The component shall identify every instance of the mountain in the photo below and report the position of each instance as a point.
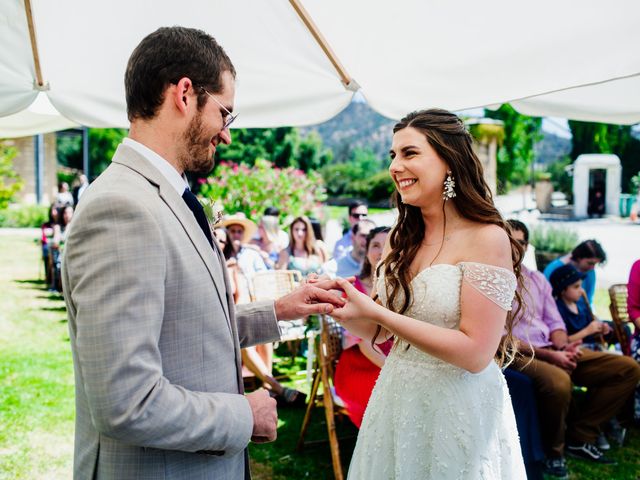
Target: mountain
(360, 126)
(356, 126)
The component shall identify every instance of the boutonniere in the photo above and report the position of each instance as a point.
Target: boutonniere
(213, 210)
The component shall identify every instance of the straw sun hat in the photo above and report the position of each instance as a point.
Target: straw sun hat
(250, 227)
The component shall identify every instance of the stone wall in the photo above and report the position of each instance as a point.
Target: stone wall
(25, 165)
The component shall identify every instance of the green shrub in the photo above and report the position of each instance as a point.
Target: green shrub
(635, 183)
(239, 188)
(375, 188)
(10, 181)
(23, 216)
(553, 239)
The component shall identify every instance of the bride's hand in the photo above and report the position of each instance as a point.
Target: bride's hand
(358, 305)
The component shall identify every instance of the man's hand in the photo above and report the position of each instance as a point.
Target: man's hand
(265, 416)
(308, 299)
(574, 347)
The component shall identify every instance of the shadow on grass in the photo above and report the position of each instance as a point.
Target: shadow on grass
(281, 459)
(39, 282)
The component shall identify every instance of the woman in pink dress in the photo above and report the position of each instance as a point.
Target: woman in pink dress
(360, 363)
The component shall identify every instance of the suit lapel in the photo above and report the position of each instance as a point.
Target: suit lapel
(212, 259)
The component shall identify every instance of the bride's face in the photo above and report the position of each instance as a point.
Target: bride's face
(416, 169)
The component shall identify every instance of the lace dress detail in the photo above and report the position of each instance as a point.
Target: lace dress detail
(428, 419)
(496, 283)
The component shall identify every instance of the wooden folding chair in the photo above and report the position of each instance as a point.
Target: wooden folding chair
(620, 315)
(273, 284)
(329, 350)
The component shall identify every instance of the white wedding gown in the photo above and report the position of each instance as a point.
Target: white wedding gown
(428, 419)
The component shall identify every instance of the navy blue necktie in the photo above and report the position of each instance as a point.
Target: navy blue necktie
(198, 212)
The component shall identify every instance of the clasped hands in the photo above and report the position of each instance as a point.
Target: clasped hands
(317, 295)
(323, 295)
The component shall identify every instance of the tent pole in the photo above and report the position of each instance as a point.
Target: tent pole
(34, 42)
(317, 35)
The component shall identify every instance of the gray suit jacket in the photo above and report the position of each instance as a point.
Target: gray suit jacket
(155, 338)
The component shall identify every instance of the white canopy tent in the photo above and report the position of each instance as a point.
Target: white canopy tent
(576, 60)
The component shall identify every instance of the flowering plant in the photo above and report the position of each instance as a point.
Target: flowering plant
(239, 188)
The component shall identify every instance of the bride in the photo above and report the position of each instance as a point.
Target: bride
(440, 408)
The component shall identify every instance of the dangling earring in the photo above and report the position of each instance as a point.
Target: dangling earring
(449, 185)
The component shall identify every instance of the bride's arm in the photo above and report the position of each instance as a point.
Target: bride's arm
(472, 347)
(362, 327)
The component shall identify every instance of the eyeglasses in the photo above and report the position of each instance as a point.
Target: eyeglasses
(229, 118)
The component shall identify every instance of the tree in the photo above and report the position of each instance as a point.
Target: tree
(282, 146)
(102, 145)
(521, 132)
(10, 181)
(240, 188)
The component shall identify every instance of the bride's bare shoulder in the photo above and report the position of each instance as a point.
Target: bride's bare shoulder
(488, 244)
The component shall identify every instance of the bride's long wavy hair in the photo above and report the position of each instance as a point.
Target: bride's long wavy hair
(447, 135)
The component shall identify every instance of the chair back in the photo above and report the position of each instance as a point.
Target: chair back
(330, 344)
(273, 284)
(619, 314)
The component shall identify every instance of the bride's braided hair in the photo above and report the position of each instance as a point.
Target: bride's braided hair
(448, 136)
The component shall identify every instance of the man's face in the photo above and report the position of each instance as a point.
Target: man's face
(573, 292)
(236, 234)
(357, 214)
(360, 240)
(204, 132)
(587, 264)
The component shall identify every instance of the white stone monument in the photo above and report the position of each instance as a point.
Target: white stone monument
(583, 183)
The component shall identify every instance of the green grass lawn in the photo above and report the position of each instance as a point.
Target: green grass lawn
(36, 391)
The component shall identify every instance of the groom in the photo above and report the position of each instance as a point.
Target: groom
(155, 337)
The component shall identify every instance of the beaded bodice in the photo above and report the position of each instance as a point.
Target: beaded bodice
(436, 290)
(430, 419)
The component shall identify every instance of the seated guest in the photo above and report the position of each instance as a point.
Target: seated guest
(243, 262)
(566, 282)
(522, 393)
(56, 246)
(584, 258)
(268, 241)
(317, 231)
(47, 239)
(240, 230)
(302, 254)
(64, 196)
(351, 263)
(359, 363)
(357, 211)
(633, 307)
(283, 237)
(553, 363)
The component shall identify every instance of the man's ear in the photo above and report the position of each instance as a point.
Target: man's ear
(180, 94)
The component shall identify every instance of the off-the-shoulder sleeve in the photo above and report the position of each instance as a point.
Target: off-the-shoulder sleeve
(496, 283)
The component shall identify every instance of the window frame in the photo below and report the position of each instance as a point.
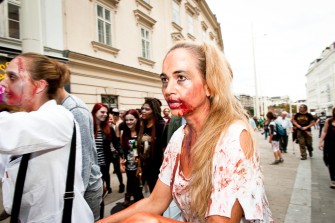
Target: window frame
(104, 22)
(146, 51)
(7, 20)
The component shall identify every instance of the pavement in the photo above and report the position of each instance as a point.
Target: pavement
(297, 190)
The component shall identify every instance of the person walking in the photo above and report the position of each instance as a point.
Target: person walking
(211, 166)
(327, 144)
(41, 146)
(131, 158)
(303, 122)
(151, 141)
(90, 170)
(287, 125)
(321, 122)
(274, 138)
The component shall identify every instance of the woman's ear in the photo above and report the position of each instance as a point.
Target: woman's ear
(41, 85)
(207, 91)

##########

> REQUIRED WORK
Using the material, count every line where the word "below" appears and give only the number.

> TASK SOLUTION
2